== Supplied data

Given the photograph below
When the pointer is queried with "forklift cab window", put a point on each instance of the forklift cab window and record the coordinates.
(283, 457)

====
== Supplied data

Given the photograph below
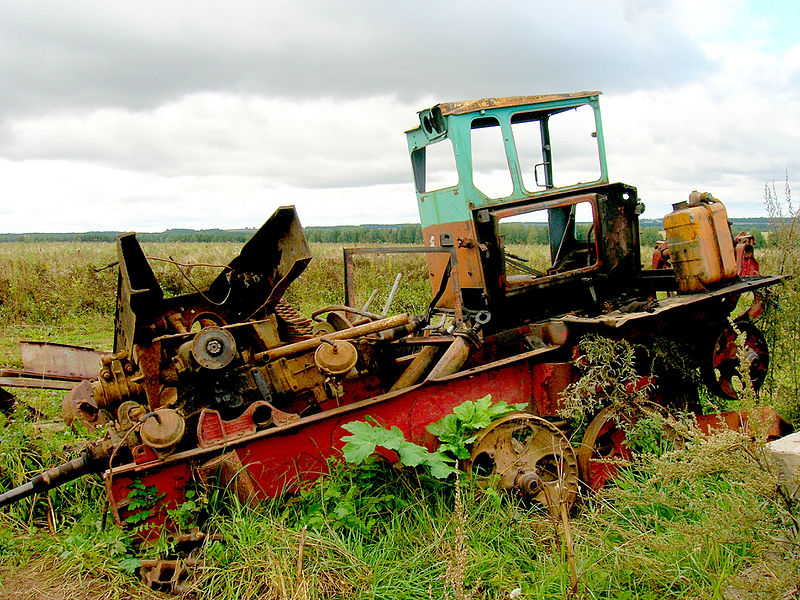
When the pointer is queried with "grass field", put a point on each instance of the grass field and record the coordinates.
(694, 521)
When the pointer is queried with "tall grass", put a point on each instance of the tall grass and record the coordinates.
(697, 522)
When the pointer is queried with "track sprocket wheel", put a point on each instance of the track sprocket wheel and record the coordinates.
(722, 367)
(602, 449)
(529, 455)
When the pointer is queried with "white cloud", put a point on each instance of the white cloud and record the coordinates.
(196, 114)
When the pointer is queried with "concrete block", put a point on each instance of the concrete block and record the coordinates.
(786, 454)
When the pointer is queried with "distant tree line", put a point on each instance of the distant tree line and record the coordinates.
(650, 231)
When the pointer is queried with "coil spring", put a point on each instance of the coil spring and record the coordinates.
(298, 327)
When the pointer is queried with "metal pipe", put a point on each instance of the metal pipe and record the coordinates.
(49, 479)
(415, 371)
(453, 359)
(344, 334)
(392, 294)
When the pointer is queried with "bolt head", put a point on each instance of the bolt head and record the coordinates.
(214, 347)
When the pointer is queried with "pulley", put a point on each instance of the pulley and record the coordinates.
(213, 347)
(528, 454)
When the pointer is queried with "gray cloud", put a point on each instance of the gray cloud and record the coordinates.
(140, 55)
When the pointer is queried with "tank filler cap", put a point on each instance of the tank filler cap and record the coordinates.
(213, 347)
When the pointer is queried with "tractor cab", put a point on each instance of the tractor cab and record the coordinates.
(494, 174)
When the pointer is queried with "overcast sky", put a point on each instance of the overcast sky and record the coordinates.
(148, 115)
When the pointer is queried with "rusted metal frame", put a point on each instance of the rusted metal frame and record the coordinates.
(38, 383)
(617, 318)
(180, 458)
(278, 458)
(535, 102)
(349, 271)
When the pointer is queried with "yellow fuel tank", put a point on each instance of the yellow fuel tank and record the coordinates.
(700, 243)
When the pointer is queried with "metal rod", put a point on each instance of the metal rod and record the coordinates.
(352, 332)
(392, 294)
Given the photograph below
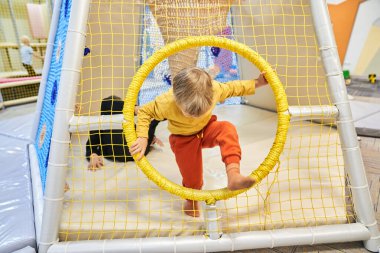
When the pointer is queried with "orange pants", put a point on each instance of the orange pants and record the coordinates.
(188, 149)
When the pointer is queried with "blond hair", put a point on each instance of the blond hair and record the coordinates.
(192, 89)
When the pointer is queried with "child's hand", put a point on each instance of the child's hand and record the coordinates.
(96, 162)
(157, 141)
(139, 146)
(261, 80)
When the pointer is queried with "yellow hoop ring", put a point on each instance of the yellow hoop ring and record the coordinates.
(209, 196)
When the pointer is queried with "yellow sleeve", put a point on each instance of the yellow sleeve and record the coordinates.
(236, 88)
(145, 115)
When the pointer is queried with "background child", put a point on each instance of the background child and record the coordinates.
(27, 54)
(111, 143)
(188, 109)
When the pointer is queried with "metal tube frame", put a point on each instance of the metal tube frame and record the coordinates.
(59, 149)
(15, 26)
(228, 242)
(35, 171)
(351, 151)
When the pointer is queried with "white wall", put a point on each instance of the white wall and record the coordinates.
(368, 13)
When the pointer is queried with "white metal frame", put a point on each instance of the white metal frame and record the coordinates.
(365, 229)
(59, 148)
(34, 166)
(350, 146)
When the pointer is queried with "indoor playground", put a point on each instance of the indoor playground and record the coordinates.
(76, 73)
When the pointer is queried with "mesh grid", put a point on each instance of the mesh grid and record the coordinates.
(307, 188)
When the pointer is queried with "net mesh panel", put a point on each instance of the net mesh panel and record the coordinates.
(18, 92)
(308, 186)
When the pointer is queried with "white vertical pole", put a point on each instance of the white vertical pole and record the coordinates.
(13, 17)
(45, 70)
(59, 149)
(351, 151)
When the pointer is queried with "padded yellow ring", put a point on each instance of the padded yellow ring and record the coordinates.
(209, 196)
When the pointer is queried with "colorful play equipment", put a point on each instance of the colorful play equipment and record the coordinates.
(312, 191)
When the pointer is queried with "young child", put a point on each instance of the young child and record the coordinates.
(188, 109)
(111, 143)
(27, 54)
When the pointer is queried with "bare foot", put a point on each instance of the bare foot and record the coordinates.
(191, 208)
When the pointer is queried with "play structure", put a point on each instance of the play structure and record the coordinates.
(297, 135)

====

**Exercise description**
Pick out every line in the records that contains the word "cloud" and copy each of those lines. Case counts, so match capital and lowercase letters.

**Task solution**
When the pointer is queried with "white cloud", put a point on each instance of the white cloud and record the coordinates.
When the pointer is queried with "gray cloud", put a point on each instance of the gray cloud and record the coordinates.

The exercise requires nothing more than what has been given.